──────── Excerpted text

In Belgium Boom Clay (BC) is investigated as a potential host rock for the geological disposal of radioactive waste. An important issue concerns the mobility of uranium, representing the most abundant waste relevant radionuclide. In the past, uranium complexation, sorption and migration under geochemical conditions representative for Boom Clay were studied within the frame of different projects, i.e. TRANCOM I and II (Dierckx et al. 1999; Maes et al., 2004) and thesis (Dierckx 1995; Delécaut, 2004). The obtained results allowed already a good perception of the uranium behavior in Boom Clay, but nevertheless some open questions are remaining and require more fundamental investigations and in-depth studies.
When studying the U-complexation behavior under environmental conditions, the effect of organic dissolved organic matter (DOM) besides inorganic complexants (e.g. carbonate, sulphate, phosphate, etc.) cannot be neglected, as it has been shown that organic ligands and/or colloids may play a crucial role in the U-speciation, as well as U-mobility through porous media (Mibus et al., 2007; Luo and Gu., 2009; Lesher et al., 2013). Besides this, alkaline earth elements, and especially calcium (Ca2+) was observed to form complexes with U(VI) (Joseph et al., 2011; Marang et al. 2009), but also to compete with U(VI) for organic matter binding sites. Therefore, mechanisms governing these phenomena need to be characterized in more detail.
Boom Clay pore water contains up to 250 mg C/L of dissolved organic matter (DOM). Dissolved organic matter is a complex mixture of entities, heterogeneous in both chemical structure and physical conformation. Dissolved organic species/particles are polyfunctional, i.e. characterized by the presence of several functional groups with labile protons such as carboxylic groups, phenolic groups and amines. Humic substances are also said to be polydisperse, meaning they exist in a wide range of sizes, which do not only depend of their molecular weight, but also on the conformation they adopt. The Boom Clay dissolved organic matter was indeed observed to be composed of species ranging from hundreds of dalton up to hundred thousand of dalton (Durce et al., 2013).
Due to the redox sensitivity of actinides on the one hand and the polydispersive character (dissolved versus colloidal) of soluble organic matter on the other hand, a mathematical or thermodynamic description of the metal/radionuclide-OM interaction mechanism is not straightforward.

────────────────
──────── Exercise data

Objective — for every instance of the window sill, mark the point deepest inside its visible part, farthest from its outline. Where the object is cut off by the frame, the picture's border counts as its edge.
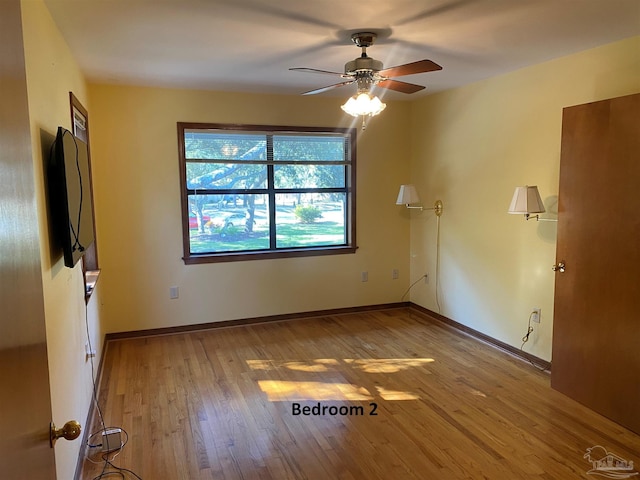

────────────────

List of tasks:
1) Reproduce the Boom Clay text word for word, from "In Belgium Boom" up to and including "and in-depth studies.".
2) Write the next part of the text on uranium mobility in Boom Clay, picking up after its final sentence.

Answers by task:
1)
In Belgium Boom Clay (BC) is investigated as a potential host rock for the geological disposal of radioactive waste. An important issue concerns the mobility of uranium, representing the most abundant waste relevant radionuclide. In the past, uranium complexation, sorption and migration under geochemical conditions representative for Boom Clay were studied within the frame of different projects, i.e. TRANCOM I and II (Dierckx et al. 1999; Maes et al., 2004) and thesis (Dierckx 1995; Delécaut, 2004). The obtained results allowed already a good perception of the uranium behavior in Boom Clay, but nevertheless some open questions are remaining and require more fundamental investigations and in-depth studies.

2)
Although organic compounds have been extensively studied in the last decades, due to their ubiquitous presence in natural waters, their composition and molecular structures are however not sufficiently determined, the nature and number of functional groups involved in metal binding are still not perfectly known, and the stereochemistry of the complexes poorly defined (Delécaut, 2004). However, common agreement exists that the complexation of metal ions/actinides by humic substances can mainly be attributed to carboxylic groups (Kim, 1986; Choppin, 1992; Schmeide et al., 2012) and phenolic/OH groups (Pompe et al., 2000; Sachs and Bernhard, 2005) as their dominant functionalities.
With respect to the interaction of U(VI) with organics, many literature and in-house obtained data are available (Leinhart 2000; Delécaut, 2004; Schmeide et al., 2012), but integrating the influence of the physical structure of the organics on the U-interaction behaviour with HS has been lacking so far.
It is however presumed that the structure (and size) of the organics have an important influence on the interaction mechanism and should be better "conceptualized" in order to enable also the modeling of the system. Depending on the geochemical conditions, rather "true complexation" or "pseudocolloid formation" is expected to be dominant. While the former process can be represented and quantified by complex formation constants, the latter is considered to be rather related to a sorption and/or coprecipitation process.
In order to examine the previously described processes at microscopic level, different analytical techniques, e.g. Time-Resolved Luminescence Spectroscopy (TRLFS), Nuclear Magnetic Resonance Spectroscopy (NMR), etc. have been shown to represent useful tools and are foreseen to be applied within the framework of the proposed collaborations (i.e. HZDR, KIT).